Document text
7 Automating your analyses and executing long-running analyses on remote computers

This two hour workshop will show attendees how to automate their analyses using shell scripts, as well as run and manage software that takes minutes, hours, or days to execute. We’ll also show you how to disconnect from and resume running processes using the ‘screen’ and ‘tmux’ commands.

This lesson was adapted from a lesson co-authored by Shannon Joslin for GGG 298 at UC Davis.

Learning objectives:

  • Commands for, basename, echo, if
  • How to write and execute shell scripts
  • Learning how to use multiple sessions with screen for long-running analyses

7.1 What is a script?

A script is like a recipe of commands for the computer to execute. We’re teaching you how to make shell scripts today, but scripts can be in any programming language (R, python, etc.).

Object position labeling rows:
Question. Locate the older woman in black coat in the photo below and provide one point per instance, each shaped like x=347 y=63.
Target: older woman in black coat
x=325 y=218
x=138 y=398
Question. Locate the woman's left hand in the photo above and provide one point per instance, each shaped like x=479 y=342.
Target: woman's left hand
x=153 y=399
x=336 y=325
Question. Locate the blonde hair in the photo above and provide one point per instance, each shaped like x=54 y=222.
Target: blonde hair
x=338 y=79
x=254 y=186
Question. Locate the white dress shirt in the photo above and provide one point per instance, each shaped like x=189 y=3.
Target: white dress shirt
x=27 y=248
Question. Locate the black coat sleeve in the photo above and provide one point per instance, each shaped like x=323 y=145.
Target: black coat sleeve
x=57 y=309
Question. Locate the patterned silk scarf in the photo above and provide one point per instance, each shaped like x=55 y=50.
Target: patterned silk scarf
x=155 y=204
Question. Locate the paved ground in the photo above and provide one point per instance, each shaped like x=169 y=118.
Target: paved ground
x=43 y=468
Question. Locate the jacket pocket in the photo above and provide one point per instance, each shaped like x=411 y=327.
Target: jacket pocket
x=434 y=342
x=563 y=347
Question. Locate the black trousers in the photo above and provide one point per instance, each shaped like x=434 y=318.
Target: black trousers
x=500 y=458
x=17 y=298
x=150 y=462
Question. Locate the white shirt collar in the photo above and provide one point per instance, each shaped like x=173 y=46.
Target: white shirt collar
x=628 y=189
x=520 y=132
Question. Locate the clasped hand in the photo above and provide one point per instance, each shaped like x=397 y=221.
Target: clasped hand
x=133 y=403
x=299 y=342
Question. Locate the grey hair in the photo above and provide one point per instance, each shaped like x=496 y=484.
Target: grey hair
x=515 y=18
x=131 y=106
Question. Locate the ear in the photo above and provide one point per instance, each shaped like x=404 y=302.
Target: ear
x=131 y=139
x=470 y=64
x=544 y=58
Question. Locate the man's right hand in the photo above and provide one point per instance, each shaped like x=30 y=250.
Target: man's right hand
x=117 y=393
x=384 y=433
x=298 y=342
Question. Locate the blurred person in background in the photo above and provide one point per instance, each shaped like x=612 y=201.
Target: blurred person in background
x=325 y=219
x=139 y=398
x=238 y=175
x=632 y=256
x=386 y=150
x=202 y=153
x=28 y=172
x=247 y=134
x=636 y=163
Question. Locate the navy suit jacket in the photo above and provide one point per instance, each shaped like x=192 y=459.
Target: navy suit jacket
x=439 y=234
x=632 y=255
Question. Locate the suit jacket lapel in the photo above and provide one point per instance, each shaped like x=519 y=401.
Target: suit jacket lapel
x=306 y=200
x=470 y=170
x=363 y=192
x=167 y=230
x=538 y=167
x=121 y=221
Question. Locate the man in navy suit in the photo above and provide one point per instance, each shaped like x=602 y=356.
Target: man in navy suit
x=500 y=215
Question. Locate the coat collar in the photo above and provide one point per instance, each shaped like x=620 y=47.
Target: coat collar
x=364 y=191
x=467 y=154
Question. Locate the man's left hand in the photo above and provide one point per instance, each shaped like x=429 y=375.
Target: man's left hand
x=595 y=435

---

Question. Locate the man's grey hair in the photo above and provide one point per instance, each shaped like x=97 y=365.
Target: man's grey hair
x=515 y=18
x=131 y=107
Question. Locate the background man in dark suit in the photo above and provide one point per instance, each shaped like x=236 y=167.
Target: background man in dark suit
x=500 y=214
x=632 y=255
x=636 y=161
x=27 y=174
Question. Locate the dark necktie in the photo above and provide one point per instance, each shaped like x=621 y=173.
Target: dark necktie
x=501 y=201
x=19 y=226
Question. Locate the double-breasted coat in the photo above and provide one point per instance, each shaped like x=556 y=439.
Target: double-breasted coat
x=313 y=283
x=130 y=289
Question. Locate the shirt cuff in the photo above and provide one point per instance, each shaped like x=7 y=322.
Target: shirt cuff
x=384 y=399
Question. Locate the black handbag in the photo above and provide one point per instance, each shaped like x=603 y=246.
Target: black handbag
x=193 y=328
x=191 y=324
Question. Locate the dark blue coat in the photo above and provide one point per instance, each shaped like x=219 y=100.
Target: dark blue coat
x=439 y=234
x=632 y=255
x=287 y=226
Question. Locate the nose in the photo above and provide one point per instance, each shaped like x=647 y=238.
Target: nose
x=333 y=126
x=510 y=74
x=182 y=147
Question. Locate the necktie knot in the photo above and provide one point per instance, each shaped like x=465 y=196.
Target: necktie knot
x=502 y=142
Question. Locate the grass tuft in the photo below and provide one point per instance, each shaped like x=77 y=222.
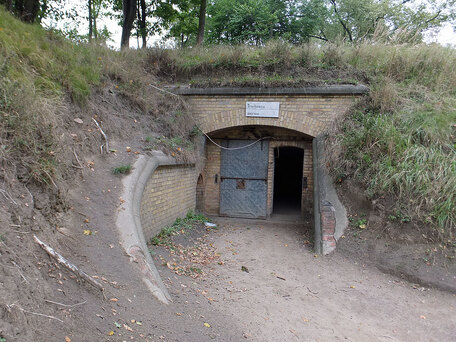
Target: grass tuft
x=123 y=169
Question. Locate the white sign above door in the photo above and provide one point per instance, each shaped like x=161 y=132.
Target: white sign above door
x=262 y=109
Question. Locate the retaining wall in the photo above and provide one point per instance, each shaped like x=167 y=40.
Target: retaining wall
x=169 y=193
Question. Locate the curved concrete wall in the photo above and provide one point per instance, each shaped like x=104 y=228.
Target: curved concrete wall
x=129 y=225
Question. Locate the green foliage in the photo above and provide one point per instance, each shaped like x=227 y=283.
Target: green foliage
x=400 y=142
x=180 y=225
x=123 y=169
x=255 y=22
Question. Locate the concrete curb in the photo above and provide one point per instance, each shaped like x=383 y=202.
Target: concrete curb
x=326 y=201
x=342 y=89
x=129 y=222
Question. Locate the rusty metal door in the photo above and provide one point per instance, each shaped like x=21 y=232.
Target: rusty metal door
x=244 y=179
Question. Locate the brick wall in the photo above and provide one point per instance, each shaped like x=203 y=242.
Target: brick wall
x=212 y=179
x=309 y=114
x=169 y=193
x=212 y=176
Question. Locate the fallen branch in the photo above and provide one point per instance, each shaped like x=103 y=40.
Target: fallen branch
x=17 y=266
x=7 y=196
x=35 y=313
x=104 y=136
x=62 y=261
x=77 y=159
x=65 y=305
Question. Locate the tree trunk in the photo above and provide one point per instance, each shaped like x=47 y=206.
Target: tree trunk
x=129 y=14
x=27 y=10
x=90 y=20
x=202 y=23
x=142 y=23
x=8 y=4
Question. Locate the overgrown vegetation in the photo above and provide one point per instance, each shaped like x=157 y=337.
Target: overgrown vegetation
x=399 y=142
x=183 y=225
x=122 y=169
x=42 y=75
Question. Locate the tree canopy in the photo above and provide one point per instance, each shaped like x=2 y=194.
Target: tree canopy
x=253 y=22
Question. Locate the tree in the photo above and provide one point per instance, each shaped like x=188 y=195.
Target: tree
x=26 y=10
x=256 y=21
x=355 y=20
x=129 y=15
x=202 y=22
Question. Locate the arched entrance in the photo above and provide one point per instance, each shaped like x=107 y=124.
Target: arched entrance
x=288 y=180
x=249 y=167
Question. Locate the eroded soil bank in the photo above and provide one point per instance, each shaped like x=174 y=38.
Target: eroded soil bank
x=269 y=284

Tasks
• A. Do these statements agree with the shell scripting lesson? For each, answer yes or no and quote the deciding words from the lesson. (i) The workshop runs for two hours. (ii) The lesson was adapted from one written for GGG 298 at UC Davis. (iii) Scripts can only be written in the shell language.
• B. According to the shell scripting lesson, which commands let you disconnect from and resume running processes?
The rows play no part here.

Problem solutions
• A.
(i) Yes: "This two hour workshop"
(ii) Yes: "This lesson was adapted from a lesson co-authored by Shannon Joslin for GGG 298 at UC Davis."
(iii) No: "scripts can be in any programming language (R, python, etc.)."

• B. The 'screen' and 'tmux' commands.